## Exercise details
Quote the Yin and Yang text word for word, everything from "Yin and Yang can" down to "imagine they're people!".

## Excerpt provided
What are Yin and Yang in Chinese medicine? Part 1

I think immersion is the best way to learn a language, and Traditional Chinese Medicine (TCM) often seems like a foreign language — so, let's immerse ourselves now!

What are Yin and Yang?

The foundation of TCM is the concept of Yin and Yang, two opposing yet balancing forces. You've probably seen this image before:

Yin and Yang can apply to any opposing yet balancing forces: light & dark, left & right, male & female. But how do they relate to medicine and the body? Instead of explaining how these forces work in TCM, let's imagine they're people!

The Yang Force

Meet Yang. Now, Yang has low back pain and describes it as "really bad, not just achey." In a rather loud, full voice he tells us that he also loves cold weather, exercises a lot, and tends to have a restless sort of nature. He has a healthy — well, very healthy — appetite and doesn't gain weight. He seems to have endless energy (sometimes to his detriment!). He sometimes gets headaches and when he does, they are blasting. His tongue is reddish and his pulse is full and strong. Can you picture Yang?

The Yin Force

Now, meet Yin. Yin reports low back pain too and softly describes it as being "an ache that I feel in the morning." It's worse with exercise. He enjoys heat and can't get enough of it. He's a peaceful person to be around and has a strong focus. His appetite is ok, but he feels bloated if he eats even a moderate amount. Sometimes he gets headaches which he described as "dull". His tongue is pale and his pulse is slow. It feels like an empty bubble popping. Can you picture Yin?

## Entries provided
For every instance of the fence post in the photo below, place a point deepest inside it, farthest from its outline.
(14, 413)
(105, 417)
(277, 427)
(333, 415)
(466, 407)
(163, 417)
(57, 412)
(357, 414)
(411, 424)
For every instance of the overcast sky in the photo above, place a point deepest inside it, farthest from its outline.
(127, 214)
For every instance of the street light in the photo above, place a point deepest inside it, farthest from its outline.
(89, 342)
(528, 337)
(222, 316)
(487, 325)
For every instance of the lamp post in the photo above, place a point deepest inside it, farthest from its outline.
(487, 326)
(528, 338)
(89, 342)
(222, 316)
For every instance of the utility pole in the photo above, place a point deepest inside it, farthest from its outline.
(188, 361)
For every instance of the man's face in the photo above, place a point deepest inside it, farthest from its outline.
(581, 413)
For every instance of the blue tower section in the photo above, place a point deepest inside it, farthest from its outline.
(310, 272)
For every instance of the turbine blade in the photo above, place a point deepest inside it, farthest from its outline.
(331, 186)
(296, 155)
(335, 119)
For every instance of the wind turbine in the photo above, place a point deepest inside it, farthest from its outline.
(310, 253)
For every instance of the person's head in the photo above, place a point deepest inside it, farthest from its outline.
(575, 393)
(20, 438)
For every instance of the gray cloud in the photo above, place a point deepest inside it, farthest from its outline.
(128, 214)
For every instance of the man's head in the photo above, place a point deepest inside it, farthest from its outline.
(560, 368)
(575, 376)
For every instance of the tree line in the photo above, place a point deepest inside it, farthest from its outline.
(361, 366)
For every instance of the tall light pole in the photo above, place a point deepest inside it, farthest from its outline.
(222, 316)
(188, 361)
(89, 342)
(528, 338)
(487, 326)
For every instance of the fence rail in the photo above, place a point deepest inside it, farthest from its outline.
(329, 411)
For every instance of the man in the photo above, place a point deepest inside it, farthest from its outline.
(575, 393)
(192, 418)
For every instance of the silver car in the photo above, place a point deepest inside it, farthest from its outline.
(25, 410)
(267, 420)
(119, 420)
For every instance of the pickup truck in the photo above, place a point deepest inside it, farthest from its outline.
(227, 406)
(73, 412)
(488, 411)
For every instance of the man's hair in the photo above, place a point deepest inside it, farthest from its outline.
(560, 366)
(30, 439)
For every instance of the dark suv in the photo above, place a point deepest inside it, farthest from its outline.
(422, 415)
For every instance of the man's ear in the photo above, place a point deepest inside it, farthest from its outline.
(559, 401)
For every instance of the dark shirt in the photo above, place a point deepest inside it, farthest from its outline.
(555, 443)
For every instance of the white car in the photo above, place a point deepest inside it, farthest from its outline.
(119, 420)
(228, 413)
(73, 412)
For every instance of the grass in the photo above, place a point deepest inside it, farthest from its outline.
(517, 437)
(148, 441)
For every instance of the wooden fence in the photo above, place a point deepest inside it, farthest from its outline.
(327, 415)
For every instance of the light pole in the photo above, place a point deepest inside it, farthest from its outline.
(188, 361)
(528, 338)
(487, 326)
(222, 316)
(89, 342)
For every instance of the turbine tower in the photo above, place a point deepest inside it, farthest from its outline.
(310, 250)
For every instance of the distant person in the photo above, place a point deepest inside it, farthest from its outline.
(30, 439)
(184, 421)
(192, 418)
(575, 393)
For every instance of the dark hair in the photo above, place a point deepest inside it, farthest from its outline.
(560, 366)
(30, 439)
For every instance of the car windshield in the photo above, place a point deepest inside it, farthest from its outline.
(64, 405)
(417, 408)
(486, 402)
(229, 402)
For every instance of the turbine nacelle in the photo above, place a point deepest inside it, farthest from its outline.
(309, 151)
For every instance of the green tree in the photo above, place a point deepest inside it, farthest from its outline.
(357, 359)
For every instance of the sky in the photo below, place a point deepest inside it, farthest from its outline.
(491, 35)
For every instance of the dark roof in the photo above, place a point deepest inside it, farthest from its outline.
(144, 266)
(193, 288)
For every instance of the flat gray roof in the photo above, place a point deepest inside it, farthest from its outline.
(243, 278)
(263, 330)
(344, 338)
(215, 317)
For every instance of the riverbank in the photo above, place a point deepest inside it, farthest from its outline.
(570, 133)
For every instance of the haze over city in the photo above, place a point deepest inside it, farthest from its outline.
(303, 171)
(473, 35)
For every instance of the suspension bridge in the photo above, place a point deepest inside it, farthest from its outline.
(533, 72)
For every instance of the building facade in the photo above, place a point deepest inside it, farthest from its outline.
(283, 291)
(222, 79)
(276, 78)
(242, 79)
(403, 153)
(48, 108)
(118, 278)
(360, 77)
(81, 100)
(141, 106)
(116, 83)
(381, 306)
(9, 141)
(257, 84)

## Answer to this problem
Yin and Yang can apply to any opposing yet balancing forces: light & dark, left & right, male & female. But how do they relate to medicine and the body? Instead of explaining how these forces work in TCM, let's imagine they're people!